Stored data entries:
>>>

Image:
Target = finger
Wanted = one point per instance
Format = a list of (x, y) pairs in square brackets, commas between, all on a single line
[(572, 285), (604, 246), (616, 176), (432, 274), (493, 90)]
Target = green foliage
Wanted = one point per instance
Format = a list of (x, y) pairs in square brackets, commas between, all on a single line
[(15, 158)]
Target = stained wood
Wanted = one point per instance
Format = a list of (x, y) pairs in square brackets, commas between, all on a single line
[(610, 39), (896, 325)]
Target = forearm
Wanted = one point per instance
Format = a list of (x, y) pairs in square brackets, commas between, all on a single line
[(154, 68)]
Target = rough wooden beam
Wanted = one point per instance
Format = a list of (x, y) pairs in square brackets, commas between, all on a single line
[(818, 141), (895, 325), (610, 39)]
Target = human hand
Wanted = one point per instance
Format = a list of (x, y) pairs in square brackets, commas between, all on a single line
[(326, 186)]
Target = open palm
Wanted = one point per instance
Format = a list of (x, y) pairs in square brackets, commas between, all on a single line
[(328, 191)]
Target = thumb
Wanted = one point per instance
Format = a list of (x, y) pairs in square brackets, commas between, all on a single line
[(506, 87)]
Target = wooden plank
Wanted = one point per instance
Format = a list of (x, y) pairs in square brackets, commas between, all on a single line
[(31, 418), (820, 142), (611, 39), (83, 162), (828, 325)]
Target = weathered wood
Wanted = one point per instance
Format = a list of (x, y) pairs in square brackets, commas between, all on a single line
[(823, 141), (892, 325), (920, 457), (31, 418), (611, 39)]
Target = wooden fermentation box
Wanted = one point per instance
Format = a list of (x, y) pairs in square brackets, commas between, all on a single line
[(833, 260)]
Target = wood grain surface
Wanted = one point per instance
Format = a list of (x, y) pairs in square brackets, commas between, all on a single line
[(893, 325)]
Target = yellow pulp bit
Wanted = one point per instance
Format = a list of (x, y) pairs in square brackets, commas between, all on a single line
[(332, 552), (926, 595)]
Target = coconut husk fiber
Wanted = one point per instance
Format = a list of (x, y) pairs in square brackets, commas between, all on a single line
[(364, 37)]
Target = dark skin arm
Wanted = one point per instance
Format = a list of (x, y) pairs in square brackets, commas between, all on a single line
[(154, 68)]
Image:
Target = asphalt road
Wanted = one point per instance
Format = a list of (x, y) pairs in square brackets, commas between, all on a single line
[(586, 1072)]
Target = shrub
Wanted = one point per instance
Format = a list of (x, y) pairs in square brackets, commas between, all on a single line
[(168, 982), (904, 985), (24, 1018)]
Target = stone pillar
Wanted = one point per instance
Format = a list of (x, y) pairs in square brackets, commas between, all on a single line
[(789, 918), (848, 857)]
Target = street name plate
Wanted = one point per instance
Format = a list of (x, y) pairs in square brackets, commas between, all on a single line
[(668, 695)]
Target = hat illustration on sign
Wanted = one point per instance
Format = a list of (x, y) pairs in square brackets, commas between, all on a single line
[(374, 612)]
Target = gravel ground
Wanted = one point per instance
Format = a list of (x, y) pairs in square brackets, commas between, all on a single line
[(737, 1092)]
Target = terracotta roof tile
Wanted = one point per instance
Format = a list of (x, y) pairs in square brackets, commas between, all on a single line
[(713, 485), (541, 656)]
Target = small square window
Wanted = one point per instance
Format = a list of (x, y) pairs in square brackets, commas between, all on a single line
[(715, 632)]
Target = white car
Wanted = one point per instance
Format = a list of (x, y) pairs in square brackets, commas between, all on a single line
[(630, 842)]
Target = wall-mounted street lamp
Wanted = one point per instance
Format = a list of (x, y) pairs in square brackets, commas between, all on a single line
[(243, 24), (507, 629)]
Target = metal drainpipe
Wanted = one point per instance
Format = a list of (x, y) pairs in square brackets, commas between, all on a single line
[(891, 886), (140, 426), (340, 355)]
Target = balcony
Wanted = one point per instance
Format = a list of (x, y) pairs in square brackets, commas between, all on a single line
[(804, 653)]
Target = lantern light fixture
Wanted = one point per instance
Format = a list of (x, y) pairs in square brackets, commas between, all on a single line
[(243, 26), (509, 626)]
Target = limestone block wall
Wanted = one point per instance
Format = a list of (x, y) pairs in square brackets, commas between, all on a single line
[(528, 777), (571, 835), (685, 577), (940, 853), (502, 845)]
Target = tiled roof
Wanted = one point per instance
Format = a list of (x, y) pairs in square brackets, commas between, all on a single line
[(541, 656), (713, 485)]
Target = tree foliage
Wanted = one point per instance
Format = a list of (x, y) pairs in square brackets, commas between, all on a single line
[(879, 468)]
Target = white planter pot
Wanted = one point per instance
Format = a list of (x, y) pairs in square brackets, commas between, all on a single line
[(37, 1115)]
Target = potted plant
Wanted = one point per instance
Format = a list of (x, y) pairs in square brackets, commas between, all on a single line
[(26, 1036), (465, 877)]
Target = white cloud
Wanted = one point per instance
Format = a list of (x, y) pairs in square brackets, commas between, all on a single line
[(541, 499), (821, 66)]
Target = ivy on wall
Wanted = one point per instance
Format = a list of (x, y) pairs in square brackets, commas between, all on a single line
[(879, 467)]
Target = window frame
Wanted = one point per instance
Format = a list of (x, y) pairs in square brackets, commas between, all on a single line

<<<

EXERCISE: If a line in the data above contains "wall", return that line.

SOLUTION BELOW:
Target = wall-mounted street lamp
Target = limestone block wall
Target = ivy on wall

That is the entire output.